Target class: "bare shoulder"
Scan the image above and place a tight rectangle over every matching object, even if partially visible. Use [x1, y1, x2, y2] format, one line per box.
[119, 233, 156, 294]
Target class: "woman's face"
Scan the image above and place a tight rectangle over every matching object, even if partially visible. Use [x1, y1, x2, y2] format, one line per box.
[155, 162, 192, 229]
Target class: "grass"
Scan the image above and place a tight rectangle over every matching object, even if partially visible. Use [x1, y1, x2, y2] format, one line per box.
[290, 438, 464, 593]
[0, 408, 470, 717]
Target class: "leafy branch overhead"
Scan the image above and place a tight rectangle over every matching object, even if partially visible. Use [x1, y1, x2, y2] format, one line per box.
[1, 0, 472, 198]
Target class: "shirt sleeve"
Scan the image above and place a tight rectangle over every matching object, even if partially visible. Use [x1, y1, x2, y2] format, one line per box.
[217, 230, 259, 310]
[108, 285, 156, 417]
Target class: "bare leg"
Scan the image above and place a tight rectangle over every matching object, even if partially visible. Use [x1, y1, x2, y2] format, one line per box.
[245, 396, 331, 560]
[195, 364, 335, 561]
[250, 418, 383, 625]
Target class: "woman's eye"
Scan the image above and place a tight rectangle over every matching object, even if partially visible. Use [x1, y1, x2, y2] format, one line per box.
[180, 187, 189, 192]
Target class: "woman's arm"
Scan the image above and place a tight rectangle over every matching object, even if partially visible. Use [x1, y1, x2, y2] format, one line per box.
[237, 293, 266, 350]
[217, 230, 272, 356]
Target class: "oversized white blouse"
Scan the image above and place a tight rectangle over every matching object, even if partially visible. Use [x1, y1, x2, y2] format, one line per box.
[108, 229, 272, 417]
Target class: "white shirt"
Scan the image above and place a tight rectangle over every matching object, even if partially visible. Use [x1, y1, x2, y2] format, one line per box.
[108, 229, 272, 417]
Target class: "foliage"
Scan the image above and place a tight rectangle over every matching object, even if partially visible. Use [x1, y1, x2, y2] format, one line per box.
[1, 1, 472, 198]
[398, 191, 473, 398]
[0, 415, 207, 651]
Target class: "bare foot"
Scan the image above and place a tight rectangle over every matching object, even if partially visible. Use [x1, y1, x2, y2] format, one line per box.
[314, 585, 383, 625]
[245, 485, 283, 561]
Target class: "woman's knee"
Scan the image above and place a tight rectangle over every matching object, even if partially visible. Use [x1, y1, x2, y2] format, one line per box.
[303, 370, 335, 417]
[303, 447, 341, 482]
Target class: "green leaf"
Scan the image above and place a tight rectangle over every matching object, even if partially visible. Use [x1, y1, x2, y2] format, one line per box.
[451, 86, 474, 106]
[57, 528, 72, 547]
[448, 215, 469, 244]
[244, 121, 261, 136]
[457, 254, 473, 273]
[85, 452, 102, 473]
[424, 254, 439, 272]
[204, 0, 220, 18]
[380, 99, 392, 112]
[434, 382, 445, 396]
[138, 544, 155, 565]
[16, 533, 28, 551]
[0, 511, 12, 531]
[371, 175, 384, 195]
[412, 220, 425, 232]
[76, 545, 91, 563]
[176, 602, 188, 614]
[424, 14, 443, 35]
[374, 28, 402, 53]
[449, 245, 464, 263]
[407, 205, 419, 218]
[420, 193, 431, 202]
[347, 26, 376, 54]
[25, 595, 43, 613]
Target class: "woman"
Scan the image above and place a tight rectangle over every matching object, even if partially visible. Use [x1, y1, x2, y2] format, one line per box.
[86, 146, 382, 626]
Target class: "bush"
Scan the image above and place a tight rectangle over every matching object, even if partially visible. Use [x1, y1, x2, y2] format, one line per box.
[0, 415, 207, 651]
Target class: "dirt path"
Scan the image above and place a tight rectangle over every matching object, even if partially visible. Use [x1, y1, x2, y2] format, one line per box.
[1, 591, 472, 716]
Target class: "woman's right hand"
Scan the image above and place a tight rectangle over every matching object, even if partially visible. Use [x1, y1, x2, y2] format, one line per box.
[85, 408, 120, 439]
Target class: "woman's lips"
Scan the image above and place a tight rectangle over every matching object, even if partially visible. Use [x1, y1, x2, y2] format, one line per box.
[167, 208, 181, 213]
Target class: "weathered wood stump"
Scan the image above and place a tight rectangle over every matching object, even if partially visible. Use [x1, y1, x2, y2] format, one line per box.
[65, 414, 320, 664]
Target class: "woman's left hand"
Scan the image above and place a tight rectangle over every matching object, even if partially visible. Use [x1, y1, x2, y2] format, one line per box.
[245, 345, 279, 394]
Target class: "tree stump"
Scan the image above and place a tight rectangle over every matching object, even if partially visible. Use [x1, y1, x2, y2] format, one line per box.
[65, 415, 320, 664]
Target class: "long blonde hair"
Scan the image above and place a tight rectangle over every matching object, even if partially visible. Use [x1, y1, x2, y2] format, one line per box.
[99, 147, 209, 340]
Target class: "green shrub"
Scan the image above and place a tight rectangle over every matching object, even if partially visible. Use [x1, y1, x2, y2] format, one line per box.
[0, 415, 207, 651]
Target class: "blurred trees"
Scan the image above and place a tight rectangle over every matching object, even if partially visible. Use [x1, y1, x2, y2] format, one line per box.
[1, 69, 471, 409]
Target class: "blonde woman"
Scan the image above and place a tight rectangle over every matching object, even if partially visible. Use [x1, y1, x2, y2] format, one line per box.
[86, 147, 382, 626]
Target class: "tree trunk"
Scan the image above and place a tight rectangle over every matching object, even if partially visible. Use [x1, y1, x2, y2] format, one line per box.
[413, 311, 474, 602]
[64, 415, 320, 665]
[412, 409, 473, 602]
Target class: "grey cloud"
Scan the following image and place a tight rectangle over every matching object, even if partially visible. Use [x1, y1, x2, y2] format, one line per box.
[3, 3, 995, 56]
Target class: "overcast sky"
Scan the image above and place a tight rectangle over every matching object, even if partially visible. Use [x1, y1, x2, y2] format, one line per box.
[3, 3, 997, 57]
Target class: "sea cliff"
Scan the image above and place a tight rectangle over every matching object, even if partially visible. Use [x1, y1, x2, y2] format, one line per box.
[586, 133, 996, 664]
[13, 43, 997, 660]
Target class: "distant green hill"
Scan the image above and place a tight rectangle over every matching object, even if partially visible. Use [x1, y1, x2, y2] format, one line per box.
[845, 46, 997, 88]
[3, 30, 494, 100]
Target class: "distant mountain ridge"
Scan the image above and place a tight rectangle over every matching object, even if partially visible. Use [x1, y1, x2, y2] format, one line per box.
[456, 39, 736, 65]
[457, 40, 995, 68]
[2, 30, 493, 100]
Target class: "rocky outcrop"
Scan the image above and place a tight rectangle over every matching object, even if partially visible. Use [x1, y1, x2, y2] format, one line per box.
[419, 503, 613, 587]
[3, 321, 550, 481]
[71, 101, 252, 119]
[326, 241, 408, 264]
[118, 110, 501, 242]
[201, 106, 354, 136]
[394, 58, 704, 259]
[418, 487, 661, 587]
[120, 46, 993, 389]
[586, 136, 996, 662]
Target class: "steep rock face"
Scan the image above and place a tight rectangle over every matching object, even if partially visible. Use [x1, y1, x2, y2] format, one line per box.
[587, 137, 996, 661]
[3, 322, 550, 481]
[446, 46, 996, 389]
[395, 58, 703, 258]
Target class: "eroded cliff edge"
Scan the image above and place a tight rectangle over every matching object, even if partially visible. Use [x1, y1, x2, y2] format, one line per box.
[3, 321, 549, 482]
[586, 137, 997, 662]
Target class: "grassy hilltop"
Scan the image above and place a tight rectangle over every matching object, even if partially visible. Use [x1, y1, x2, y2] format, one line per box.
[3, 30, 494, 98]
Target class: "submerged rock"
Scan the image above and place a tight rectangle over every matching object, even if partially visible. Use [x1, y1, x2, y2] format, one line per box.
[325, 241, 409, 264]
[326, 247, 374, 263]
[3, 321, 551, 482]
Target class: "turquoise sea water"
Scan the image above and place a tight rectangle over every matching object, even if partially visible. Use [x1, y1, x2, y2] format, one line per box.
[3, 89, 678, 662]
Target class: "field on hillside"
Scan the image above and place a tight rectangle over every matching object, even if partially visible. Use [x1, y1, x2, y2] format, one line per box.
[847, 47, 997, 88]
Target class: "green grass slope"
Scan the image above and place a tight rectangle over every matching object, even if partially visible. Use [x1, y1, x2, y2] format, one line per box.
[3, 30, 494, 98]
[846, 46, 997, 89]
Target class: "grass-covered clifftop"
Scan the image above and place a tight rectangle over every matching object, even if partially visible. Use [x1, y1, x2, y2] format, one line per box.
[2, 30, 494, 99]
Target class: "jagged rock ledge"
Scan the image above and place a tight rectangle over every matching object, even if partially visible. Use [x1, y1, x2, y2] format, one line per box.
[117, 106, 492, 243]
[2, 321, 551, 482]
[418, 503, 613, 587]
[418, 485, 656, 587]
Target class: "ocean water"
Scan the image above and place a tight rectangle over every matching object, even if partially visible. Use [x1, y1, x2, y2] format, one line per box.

====

> **WHAT YOU HAVE TO DO**
Give the number of lines containing "white" in the entries, and no other text.

> **THE ANSWER**
2